◆ REQUIREMENTS:
Extract every line of the data below and reproduce each one unchanged, character for character.
== SUPPLIED INFORMATION ==
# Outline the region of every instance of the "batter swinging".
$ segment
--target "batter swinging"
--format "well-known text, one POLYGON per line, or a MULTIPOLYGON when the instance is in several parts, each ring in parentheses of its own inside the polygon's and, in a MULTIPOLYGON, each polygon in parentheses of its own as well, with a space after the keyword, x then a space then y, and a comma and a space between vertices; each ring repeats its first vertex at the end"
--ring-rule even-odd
===
◆ RESULT OF THIS EXERCISE:
# Outline the region of every instance of the "batter swinging".
$ segment
--target "batter swinging"
--format "well-known text, one POLYGON per line, or a MULTIPOLYGON when the instance is in several parts, each ring in parentheses of its own inside the polygon's and, in a MULTIPOLYGON, each polygon in parentheses of its own as well, with a space after the keyword, x then a space then y, and a comma and a space between vertices; each ring repeats its first vertex at the end"
--ring-rule even-odd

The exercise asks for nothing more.